> Text segment:
'''
|Mohawk College Graduation Recital
An Incredible Opportunity
Carolyn Credico is a vocalist and a recent graduate of Mohawk College’s Applied Music program. Vocal jazz gigs have been coming in steadily since her graduation recital last April, thanks to her connections with other music students including drummer Jono Blaak. Credico and the Jono Blaak Quartet have been playing local outdoor patios, festivals and private events in the Hamilton and Niagara region. In recent weeks she has been playing Fridays with the house jazz trio at Hess Village’s Masque Wine Bar.
Earlier this year, Credico was in the studio with Don Thompson and Reg Schwager.
Like anyone else, Credico will face many challenges as she tries to turn a few gigs into a career. But to her advantage, and through some unique circumstances, one of the top priority tasks is already done. Credico has got a high quality, full-length (14 track) jazz CD album recording that is representative of her ability and style in the bag. Many new musicians never make it past this major hurdle, but this young singer managed to gain the production assistance and musical support of one of Canada’s most talented and decorated jazz musicians, Don Thompson.
'''
> Task requirements:
a - Copy the stretch of the piece about Carolyn Credico from "Like anyone else, Credico" through "musicians, Don Thompson.".
b - For each statement, say whether the piece about Carolyn Credico agrees, and quote the words that decide it: (i) Credico graduated from Mohawk College's Applied Music program. (ii) Credico's jazz CD album has ten tracks. (iii) Credico has been playing Saturdays at Masque Wine Bar.
c - According to the piece about Carolyn Credico, whom was she in the studio with earlier this year?
Rely only on the piece about Carolyn Credico, with no outside knowledge.

> Study material:
'''
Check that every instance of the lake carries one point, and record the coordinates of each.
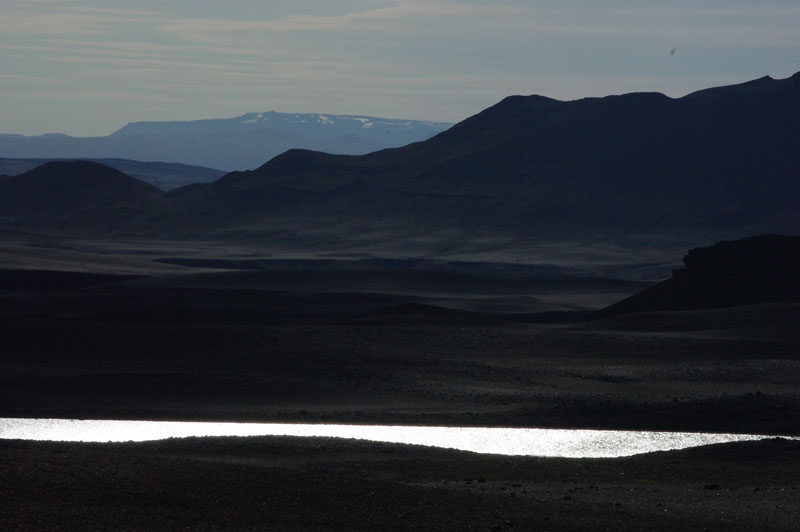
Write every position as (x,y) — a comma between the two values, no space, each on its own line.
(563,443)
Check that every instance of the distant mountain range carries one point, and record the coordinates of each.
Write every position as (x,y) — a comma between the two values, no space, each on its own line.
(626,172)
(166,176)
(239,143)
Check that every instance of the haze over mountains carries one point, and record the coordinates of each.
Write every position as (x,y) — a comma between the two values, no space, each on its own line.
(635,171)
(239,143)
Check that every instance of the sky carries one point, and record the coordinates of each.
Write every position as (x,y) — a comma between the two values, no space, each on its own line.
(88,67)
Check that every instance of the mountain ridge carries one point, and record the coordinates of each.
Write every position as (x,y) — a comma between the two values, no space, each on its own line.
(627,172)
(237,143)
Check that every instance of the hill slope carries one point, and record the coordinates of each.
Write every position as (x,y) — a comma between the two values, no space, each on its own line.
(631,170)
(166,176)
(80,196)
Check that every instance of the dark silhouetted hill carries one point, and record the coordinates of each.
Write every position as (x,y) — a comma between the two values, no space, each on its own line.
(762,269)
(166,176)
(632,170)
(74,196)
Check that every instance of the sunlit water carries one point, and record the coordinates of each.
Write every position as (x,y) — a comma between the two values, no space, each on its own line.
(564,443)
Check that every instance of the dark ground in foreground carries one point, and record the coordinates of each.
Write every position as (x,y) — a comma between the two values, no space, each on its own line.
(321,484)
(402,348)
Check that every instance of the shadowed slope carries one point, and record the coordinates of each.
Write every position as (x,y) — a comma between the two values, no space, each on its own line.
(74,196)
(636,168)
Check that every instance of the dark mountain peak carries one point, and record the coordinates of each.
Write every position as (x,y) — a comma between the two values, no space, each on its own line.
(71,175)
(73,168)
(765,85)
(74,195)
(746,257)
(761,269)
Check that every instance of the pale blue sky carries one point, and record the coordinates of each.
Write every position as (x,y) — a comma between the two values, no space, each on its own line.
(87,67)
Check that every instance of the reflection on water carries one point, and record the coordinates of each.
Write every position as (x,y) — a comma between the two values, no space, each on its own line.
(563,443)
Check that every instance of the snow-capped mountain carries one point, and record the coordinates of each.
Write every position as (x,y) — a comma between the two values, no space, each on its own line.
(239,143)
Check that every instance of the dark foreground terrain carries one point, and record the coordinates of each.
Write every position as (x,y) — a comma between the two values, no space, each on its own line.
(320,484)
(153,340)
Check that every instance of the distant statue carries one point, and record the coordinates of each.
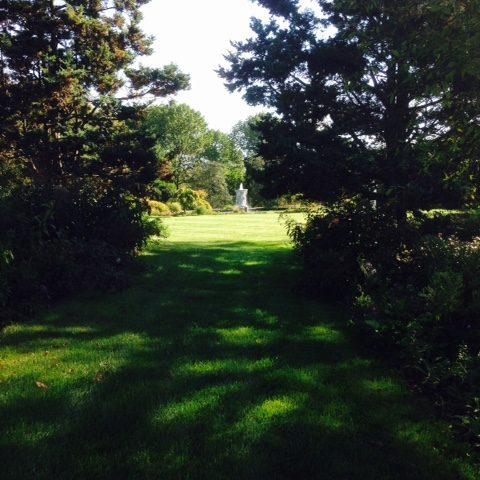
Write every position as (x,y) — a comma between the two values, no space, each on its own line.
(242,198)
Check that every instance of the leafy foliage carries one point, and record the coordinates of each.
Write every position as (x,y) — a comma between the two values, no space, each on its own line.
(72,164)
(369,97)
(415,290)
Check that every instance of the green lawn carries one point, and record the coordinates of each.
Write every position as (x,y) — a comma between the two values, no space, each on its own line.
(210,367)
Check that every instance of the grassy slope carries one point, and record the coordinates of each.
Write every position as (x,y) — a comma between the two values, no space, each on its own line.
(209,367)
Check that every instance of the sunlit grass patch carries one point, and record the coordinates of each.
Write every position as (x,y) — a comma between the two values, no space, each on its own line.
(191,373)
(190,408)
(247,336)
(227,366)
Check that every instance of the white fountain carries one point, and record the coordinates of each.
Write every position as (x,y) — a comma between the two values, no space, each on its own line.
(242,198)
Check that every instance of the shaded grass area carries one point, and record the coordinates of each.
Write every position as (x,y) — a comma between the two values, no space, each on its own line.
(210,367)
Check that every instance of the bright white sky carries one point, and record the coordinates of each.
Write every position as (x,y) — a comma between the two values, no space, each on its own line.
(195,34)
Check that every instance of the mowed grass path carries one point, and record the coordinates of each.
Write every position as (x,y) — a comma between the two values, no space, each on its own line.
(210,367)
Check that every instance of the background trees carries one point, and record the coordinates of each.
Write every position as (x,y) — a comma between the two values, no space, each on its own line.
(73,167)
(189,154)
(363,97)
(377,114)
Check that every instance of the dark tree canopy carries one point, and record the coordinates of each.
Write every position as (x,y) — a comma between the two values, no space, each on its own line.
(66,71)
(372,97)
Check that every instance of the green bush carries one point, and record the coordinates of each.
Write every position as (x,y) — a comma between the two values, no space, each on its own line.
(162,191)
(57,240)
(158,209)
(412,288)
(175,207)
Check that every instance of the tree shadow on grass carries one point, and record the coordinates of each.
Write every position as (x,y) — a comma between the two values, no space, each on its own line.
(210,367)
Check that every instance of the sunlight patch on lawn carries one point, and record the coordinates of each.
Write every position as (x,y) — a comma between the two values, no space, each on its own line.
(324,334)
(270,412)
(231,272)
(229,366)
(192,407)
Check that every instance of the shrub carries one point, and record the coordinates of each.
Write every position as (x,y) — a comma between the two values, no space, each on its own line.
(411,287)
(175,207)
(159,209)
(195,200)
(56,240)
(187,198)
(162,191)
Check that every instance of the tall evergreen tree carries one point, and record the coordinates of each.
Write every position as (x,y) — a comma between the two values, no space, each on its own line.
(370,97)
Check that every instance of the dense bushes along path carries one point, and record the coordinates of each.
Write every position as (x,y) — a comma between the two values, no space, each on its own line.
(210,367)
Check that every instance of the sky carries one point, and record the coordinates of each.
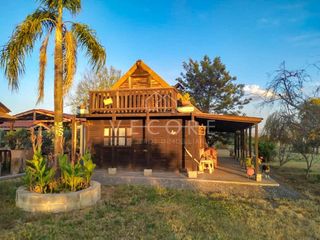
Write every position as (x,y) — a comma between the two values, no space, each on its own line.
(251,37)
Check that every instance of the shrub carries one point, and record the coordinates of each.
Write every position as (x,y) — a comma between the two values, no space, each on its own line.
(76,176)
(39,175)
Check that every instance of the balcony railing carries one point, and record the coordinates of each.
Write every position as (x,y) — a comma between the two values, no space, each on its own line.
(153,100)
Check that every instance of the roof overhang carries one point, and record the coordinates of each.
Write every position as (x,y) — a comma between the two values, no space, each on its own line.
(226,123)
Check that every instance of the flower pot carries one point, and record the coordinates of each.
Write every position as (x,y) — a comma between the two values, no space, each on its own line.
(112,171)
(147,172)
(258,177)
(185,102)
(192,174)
'''
> Replies:
a -
Like anyone else, Credico will face many challenges as she tries to turn a few gigs into a career. But to her advantage, and through some unique circumstances, one of the top priority tasks is already done. Credico has got a high quality, full-length (14 track) jazz CD album recording that is representative of her ability and style in the bag. Many new musicians never make it past this major hurdle, but this young singer managed to gain the production assistance and musical support of one of Canada’s most talented and decorated jazz musicians, Don Thompson.

b -
(i) Yes: "a recent graduate of Mohawk College’s Applied Music program"
(ii) No: "a high quality, full-length (14 track) jazz CD album recording"
(iii) No: "she has been playing Fridays with the house jazz trio at Hess Village’s Masque Wine Bar"

c - Don Thompson and Reg Schwager.